**Goal**: Reproduce all of the records below line for line, changing nothing.

(Pointing entries for labeled objects)
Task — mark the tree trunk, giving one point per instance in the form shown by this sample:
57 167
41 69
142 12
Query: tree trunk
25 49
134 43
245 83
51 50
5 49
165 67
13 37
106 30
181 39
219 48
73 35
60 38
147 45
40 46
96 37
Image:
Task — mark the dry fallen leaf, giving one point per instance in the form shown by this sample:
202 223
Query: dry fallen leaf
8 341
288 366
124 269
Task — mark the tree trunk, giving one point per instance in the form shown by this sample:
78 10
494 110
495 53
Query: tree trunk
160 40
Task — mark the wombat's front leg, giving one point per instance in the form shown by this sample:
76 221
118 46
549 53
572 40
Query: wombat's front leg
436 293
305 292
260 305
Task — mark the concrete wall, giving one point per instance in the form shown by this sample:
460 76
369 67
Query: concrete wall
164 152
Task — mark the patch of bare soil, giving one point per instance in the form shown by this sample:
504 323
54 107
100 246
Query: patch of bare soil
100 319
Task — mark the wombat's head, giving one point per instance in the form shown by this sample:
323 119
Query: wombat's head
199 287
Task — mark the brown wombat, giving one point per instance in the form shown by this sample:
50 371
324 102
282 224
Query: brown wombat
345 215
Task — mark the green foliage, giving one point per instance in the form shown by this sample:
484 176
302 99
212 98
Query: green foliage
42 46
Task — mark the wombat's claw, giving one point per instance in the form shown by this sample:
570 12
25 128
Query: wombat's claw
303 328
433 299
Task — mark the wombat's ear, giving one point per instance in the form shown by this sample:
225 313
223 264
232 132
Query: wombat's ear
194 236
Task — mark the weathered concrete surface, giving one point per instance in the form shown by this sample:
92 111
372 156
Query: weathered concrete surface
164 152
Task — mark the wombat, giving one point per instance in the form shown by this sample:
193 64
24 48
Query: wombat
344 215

**Answer below**:
Task — mark the tree trunk, giving one point per instance in the form shown by this sample:
57 167
41 69
142 12
Query: tree trunk
25 49
134 43
245 83
51 50
5 49
165 67
13 37
106 30
181 39
219 48
73 35
60 38
147 45
40 46
96 37
Image:
Task — mark the dry fallen leaf, giving one point per instance in the form shown by this sample:
202 223
Query: dry fallen leaf
8 341
288 366
124 269
Task — mark the tree trunk, giving one point per instance in the form shown by this sample:
78 10
494 110
495 53
Query: tree trunk
160 40
Task — mark the wombat's front leg, giving one point per instance in the form shown by this sample:
76 221
118 46
549 53
572 40
Query: wombat's front leg
436 293
305 292
260 305
Task — mark the concrete wall, giving one point per instance in the form shown by this sample:
460 76
369 67
Query: concrete wall
164 152
Task — mark the patch of bare soil, giving one point per instance in the form shown by this sample:
504 323
54 107
100 246
Query: patch of bare soil
100 319
Task — mark the wombat's head, giving one point per instance in the form shown by this sample:
323 119
Query: wombat's head
199 287
Task — mark the brown wombat, giving one point per instance in the form shown by this sample:
50 371
324 102
282 224
Query: brown wombat
345 215
Task — mark the green foliage, giving one point per instance in the form shown by this sample:
484 176
302 99
212 98
Query: green foliage
42 46
Task — mark the wombat's claw, giving one point per instance in the form shown by this sample:
570 12
25 128
Query: wombat's claw
303 328
433 299
Task — mark the wombat's ear, giving one point per instance in the form shown by this sample:
225 313
223 264
232 132
Query: wombat's ear
194 236
Task — mark the weathered concrete surface, giving one point per instance in the form shown by this sample:
92 111
372 156
Query: weathered concrete surface
164 152
Task — mark the wombat, giving one point per instance in the form shown by this sample:
193 64
24 48
Query: wombat
344 215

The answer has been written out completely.